◆ **What you should do**: It is required that all of the data be written out exactly.

[Dataset entries]

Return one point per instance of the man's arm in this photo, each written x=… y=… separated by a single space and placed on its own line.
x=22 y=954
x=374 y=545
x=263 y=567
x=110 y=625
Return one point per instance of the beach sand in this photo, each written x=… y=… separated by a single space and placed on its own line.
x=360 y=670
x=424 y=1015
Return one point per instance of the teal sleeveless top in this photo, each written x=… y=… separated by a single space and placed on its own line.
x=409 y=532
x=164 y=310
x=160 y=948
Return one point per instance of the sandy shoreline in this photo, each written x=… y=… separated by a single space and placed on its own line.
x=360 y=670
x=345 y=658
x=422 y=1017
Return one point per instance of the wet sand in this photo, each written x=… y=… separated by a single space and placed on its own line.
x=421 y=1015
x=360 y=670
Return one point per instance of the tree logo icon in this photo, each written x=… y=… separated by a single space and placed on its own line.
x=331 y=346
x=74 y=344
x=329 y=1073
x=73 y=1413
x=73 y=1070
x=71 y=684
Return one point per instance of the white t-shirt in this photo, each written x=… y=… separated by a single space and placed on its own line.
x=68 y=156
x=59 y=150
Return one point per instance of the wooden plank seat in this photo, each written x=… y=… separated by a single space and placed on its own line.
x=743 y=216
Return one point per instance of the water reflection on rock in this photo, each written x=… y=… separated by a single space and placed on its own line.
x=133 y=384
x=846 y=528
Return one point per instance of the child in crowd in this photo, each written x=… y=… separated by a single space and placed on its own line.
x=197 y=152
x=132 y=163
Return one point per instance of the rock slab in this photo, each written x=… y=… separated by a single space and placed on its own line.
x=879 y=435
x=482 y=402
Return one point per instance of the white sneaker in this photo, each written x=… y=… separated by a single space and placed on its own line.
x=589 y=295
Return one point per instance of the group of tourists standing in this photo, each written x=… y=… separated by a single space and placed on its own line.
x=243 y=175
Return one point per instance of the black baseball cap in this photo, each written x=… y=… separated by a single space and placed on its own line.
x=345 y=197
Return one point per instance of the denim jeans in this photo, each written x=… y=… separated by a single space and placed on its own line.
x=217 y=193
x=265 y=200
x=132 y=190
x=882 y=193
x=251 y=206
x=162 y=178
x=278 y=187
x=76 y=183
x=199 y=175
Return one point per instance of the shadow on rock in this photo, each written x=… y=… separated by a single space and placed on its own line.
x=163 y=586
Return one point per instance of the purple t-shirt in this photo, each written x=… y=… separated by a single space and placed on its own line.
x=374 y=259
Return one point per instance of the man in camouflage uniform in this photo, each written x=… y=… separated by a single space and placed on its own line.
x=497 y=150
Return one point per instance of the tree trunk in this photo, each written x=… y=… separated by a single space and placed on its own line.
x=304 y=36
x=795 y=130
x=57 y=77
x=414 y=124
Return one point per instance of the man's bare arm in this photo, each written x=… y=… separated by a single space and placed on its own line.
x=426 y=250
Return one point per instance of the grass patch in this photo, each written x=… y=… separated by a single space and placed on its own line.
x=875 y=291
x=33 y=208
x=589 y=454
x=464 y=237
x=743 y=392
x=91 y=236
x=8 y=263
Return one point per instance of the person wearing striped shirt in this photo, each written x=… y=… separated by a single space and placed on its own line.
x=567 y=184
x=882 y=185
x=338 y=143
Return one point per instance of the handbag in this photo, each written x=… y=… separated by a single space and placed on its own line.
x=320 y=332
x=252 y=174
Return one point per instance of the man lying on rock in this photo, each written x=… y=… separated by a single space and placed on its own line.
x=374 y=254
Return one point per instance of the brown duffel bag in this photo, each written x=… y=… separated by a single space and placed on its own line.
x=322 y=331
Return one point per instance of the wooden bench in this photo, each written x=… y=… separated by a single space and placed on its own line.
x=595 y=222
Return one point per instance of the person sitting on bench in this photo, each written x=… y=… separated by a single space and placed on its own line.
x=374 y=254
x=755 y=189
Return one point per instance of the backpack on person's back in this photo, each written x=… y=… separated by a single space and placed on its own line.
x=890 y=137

◆ **Answer below**:
Return one point per instance of the man's arm in this photo, each written x=… y=… separated by a single space and placed on its own line.
x=22 y=954
x=374 y=545
x=263 y=567
x=110 y=625
Return one point per instance of the beach sand in this photo, each written x=… y=… separated by a single space and placed on its own line.
x=360 y=670
x=424 y=1015
Return one point per instance of the teal sleeveless top in this photo, each written x=… y=… separated by a single space and placed on its own line.
x=409 y=532
x=164 y=310
x=160 y=948
Return one point per instance of the sandy shoreline in this photo, each written x=… y=… separated by a single space and placed on its own line.
x=360 y=670
x=345 y=658
x=422 y=1017
Return one point per instance of the wet sand in this photo, each written x=… y=… separated by a single space and placed on its own line.
x=421 y=1015
x=360 y=670
Return one point per instance of the tree logo icon in this photo, each written x=… y=… separated by a single space and placed on its own line.
x=331 y=346
x=74 y=344
x=329 y=1073
x=73 y=1413
x=73 y=1070
x=71 y=684
Return one point per instance of the white t-shirt in this photo, each written x=… y=… separated by a single space and placed on its own line.
x=68 y=156
x=59 y=150
Return one point per instance of the wooden plank seat in this photo, each written x=… y=… separated by a single space and placed on its own line.
x=743 y=216
Return one point per instance of the water reflection on rock in this photo, each written x=… y=… separated by a single space and placed on its own line.
x=133 y=384
x=846 y=528
Return one point per instance of the child in crowd in this photo, each written x=… y=… separated by a single space and placed on its own line.
x=197 y=152
x=132 y=163
Return one point per instance of the rock slab in this photo, each written x=… y=… separated by a single space and placed on its own line.
x=879 y=435
x=482 y=402
Return one point per instance of the white sneaker in this photo, each written x=… y=… separated by a single space and placed on its own line.
x=589 y=295
Return one point per instance of the group of tourists standing in this photo, each written x=… y=… separated by a single space and placed on its own line.
x=243 y=175
Return one point per instance of the black baseball cap in this photo, each written x=… y=… separated by a single space and placed on its own line.
x=345 y=197
Return one point per instance of the denim jeans in this photo, each written x=… y=… separated by a single space and placed on its own line.
x=217 y=193
x=265 y=200
x=132 y=190
x=882 y=193
x=251 y=206
x=162 y=178
x=278 y=187
x=76 y=183
x=199 y=175
Return one point per instance of the shadow on rock in this photo, each written x=… y=… separated by a single space and placed on its own line.
x=163 y=586
Return one point per instance of the purple t-shirt in this photo, each written x=… y=… separated by a single space and placed on its own line.
x=374 y=259
Return one point per instance of the man in camouflage uniform in this photo, each written x=… y=… separated by a single space and placed on its own line.
x=497 y=150
Return one point per instance of the tree trunk in this photo, each written x=… y=… separated by a single space and placed on its own line.
x=304 y=36
x=795 y=130
x=57 y=77
x=414 y=124
Return one point per instance of the man's bare arm in this photo, each written x=… y=… separated by a single space and placed on its own line.
x=426 y=250
Return one point per instance of the grass patch in this photo, each written x=… y=… separated by a single space and placed on its own line.
x=875 y=291
x=33 y=208
x=589 y=454
x=464 y=237
x=743 y=392
x=91 y=236
x=8 y=263
Return one point per instance of the person wearing striped shirt in this photo, each written x=… y=… separated by a single space and placed on its own line.
x=567 y=184
x=882 y=185
x=338 y=143
Return one point per instance of the handbag in this photo, each written x=… y=… separated by a single space and placed on its own line.
x=320 y=332
x=252 y=174
Return one point per instance of the man lying on rock in this photo, each written x=… y=… separated by a single space and placed on its own line.
x=374 y=254
Return one point per instance of the brown duffel bag in this photo, each written x=… y=… separated by a single space and placed on its own line.
x=322 y=331
Return one point per instance of the wooden bench in this photo, each written x=… y=… separated by a single space and placed on its own line.
x=595 y=222
Return one point per instance of the person sitting on bench in this photo, each written x=… y=… separated by a single space and placed on its own line.
x=374 y=254
x=755 y=189
Return one point per instance of the backpack on person's back in this photo, each written x=… y=… separated by a single space and placed on its own line.
x=890 y=137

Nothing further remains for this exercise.